**CONSIGNES**
a) D'après le texte sur le choix du prénom, quelle loi a instauré le principe du libre choix du prénom par les parents ?
b) Reproduisez à l'identique les lignes situées après le texte, de la première jusqu'à celle contenant « 0,732 -> 189,853 », celle-ci comprise.

Le principe du libre choix du prénom par les parents de l'enfant a été instauré par la loi du 8 janvier 1993. Cette loi est venue abroger celle du 11 germinal an XI, qui prévoyait que le prénom devait obligatoirement être choisi dans les différents calendriers en usage ou parmi les noms des personnages connus de l'histoire ancienne.
Le choix du prénom de l'enfant est aujourd'hui régi par l'article 57 du Code civil, qui prévoit que les prénoms de l'enfant sont choisis par ses père et mère. L'officier d'état civil n'a donc plus le droit de refuser un prénom que lui indiqueraient les parents. Toutefois, le législateur ayant bien conscience que la fantaisie des parents peut avoir des conséquences sur l'avenir de l'enfant, il a néanmoins prévu une limite à cette liberté de choix, justifiée par l'intérêt de l'enfant : l'officier d'état civil peut ainsi, si le prénom lui paraît "contraire à l'intérêt de l'enfant ou au droit des tiers à voir protéger leur nom de famille", en aviser le procureur de la République. Celui-ci pourra saisir le juge aux affaires familiales, qui décidera si le prénom est conforme ou non à l'intérêt de l'enfant ou méconnait le droit des tiers à voir protéger leur nom de famille, et pourra le cas échéant ordonner sa suppression des registres de l'état civil.
Vous pouvez donc librement prénommer votre enfant, en inventant un prénom (en mélangeant deux prénoms existants par exemple), ou en lui donnant le prénom ou un prénom inspiré d'un personnage de fiction voire d'un lieu ou d'une marque, à condition de respecter les deux limites prévues par la loi : d'une part l'interdiction de porter atteinte au droit d'un tiers sur son nom de famille, et d'autre part l'intérêt de l'enfant, excluant les prénoms jugés trop difficiles à porter ou ridicules.
Cette deuxième catégorie représente l'essentiel de la jurisprudence en la matière. En effet, si Emma et Nathan figurent au classement des prénoms les plus donnés en 2015, de plus en plus de parents se refusent à choisir un prénom figurant dans les traditionnelles bibles des prénoms et rivalisent d'originalité pour donner à leur enfant un prénom unique. Face à ces différents prénoms, la jurisprudence oscille et tente de concilier au mieux intérêt de l'enfant et respect de la liberté des parents, ce qui donne parfois des décisions dont la logique est bien difficile à comprendre.

**EXTRAIT DES DONNÉES**
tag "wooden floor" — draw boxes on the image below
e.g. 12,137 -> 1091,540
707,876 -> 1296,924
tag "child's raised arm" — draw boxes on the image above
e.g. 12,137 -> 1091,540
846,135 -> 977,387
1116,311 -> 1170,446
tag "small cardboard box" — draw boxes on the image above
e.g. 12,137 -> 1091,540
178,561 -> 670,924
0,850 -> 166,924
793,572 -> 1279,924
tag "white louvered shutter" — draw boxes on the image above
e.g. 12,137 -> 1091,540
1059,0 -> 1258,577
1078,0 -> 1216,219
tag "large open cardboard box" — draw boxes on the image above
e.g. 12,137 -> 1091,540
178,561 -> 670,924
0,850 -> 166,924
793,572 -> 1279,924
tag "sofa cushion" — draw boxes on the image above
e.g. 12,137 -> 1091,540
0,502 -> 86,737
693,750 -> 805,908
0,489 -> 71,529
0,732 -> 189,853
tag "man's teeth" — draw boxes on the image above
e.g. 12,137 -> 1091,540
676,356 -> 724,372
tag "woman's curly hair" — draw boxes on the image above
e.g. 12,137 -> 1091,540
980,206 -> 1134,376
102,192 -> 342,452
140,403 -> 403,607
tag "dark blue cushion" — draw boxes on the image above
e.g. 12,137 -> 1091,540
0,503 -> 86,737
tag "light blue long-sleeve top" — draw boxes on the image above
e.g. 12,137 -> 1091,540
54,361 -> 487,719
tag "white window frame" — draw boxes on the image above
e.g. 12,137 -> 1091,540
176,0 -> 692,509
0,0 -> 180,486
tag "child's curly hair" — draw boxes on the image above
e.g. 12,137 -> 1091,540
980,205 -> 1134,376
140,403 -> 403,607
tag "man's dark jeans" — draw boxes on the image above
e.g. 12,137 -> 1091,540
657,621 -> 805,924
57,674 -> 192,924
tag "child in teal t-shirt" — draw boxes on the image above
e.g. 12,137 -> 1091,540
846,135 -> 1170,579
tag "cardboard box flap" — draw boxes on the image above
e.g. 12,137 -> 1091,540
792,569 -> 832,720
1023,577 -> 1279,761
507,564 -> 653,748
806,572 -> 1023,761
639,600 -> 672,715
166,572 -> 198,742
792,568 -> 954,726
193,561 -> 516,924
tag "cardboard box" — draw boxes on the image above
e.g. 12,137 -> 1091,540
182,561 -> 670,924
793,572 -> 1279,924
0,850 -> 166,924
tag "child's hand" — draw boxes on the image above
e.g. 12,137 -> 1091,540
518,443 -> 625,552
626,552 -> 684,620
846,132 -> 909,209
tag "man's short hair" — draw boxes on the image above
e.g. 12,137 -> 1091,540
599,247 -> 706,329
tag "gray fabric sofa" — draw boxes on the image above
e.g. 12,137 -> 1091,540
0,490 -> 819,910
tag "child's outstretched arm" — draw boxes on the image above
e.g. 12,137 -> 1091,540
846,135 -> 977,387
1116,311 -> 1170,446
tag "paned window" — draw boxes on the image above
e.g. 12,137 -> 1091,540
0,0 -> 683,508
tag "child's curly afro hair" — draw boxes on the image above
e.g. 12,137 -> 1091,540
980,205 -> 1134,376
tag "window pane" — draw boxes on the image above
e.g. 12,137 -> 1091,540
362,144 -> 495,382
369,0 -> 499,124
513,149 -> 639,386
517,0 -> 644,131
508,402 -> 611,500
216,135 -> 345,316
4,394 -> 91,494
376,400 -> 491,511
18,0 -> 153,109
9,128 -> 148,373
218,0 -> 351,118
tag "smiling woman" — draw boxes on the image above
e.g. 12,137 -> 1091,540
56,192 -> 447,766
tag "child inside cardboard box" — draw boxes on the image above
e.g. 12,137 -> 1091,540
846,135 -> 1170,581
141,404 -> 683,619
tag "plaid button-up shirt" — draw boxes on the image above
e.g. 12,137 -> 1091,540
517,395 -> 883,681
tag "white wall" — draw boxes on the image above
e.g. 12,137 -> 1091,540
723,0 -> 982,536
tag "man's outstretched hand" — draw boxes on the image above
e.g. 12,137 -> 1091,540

**CORRIGÉ**
a) La loi du 8 janvier 1993.

b)
tag "wooden floor" — draw boxes on the image below
e.g. 12,137 -> 1091,540
707,876 -> 1296,924
tag "child's raised arm" — draw boxes on the image above
e.g. 12,137 -> 1091,540
846,135 -> 977,387
1116,311 -> 1170,446
tag "small cardboard box" — draw boxes on the image above
e.g. 12,137 -> 1091,540
178,561 -> 670,924
0,850 -> 166,924
793,572 -> 1279,924
tag "white louvered shutter" — draw boxes on the image above
e.g. 12,137 -> 1091,540
1059,0 -> 1258,577
1078,0 -> 1216,219
tag "large open cardboard box" — draw boxes on the image above
e.g. 12,137 -> 1091,540
178,561 -> 670,924
0,850 -> 166,924
793,572 -> 1279,924
tag "sofa cushion" — draw boxes on the image above
e.g. 12,137 -> 1091,540
0,502 -> 86,737
693,750 -> 805,908
0,489 -> 71,529
0,732 -> 189,853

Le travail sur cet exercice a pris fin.